━━━━━ PAGE EXTRACT
After this, it’s more or less just Poison Ivy and Harley Quinn on vacation. Harley keeps trying to get into Ivy’s pants, and they just sort of reminisce and bullshit about times past. It’s a lot of exposition that didn’t seem particularly necessary, but luckily it happens in panels full of side boob and silhouetted butts and all manner of things that would have had me slipping this issue between my mattress and box spring when I was thirteen. Spurred on by seeing, in the last issue, the carved soap given to her by the Joker, Harley tells the story of their first interaction, which wasn’t much to talk about quite honestly. Not long after this, we fast-forward a week, which I can only assume involved lots of hot and heavy sex between Harley and Ivy (contact this website for my sensual fan fiction), and after Ivy says Harley is her BFF, and that she would stay with her if it weren’t for this danged Global Warming, they head back to the States, well-rested and relaxed from their time in the Caribbean. Though Harley is yet unable to get a tan.
━━━━━━━━━━
━━━━━ RECORDED INFORMATION
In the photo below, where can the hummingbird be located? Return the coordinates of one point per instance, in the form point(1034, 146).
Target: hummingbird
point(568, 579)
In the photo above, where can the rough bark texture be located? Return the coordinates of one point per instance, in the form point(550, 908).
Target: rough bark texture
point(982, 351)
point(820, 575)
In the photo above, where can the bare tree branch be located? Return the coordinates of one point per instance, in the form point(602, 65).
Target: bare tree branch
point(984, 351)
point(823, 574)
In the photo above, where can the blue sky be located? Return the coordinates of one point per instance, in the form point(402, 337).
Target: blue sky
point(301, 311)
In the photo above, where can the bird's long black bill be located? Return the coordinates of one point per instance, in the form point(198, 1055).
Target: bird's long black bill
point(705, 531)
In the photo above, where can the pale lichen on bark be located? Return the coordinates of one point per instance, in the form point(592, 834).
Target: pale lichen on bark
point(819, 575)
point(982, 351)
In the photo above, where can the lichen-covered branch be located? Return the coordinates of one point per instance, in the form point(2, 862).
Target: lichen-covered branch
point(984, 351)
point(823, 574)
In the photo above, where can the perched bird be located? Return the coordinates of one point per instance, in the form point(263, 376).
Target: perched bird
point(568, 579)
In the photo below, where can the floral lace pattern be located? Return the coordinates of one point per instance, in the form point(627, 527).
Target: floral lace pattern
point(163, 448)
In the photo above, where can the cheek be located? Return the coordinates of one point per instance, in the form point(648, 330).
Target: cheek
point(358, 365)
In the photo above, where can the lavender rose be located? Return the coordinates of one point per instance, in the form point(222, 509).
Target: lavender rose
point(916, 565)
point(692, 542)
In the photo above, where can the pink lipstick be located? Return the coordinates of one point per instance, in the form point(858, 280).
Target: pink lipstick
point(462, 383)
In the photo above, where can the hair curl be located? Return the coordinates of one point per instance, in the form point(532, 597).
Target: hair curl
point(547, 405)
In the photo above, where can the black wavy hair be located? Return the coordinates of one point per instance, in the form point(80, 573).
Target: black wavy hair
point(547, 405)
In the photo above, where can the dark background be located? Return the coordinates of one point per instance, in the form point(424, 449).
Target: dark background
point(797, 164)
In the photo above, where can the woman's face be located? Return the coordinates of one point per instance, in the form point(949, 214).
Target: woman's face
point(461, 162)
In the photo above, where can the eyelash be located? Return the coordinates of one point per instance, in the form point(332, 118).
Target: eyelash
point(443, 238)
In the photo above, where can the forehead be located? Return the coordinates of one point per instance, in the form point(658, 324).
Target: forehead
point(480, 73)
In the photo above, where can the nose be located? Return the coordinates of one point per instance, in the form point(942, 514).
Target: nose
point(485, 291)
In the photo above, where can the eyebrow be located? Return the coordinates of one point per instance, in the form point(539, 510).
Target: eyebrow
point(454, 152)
━━━━━━━━━━
▸ TASK A:
In the comic review, where do Harley and Ivy spend their vacation?
▸ TASK B:
Resume the comic review after its final sentence.
The stored data is separate material, apart from the comic review.

▸ WRITTEN RESPONSE A:
In the Caribbean.

▸ WRITTEN RESPONSE B:
This was a cute one-off issue that didn’t have a ton of consequence, but was still enjoyable to read. There’s quite a bit of catch-up in that conversation between Harley and Ivy, so if you’re looking for a place to squeeze into Harley Quinn’s crowded world, this might be a good one. There are lots of little conversations and moments that are reasonably funny and/or sexually-charged, but they didn’t add to the thrust (pause) of the story so I left them out—but they are worth reading, if you are Quinn-inclined. The art by Chad Hardin is spectacular as always, and because there’s so much implied nudity he really got to flex his modeling skills. I liked the flashback page by Bret Blevins, brought me right back to the Bruce Timm cartoon universe that birthed Harley Quinn in the first place. So not a gut-buster of an issue, but reasonably enjoyable, nonetheless.

Bits and Pieces:

Not the best issue in the series, but it does contain a lot of nudity. So on second thought, it is the best issue in the series.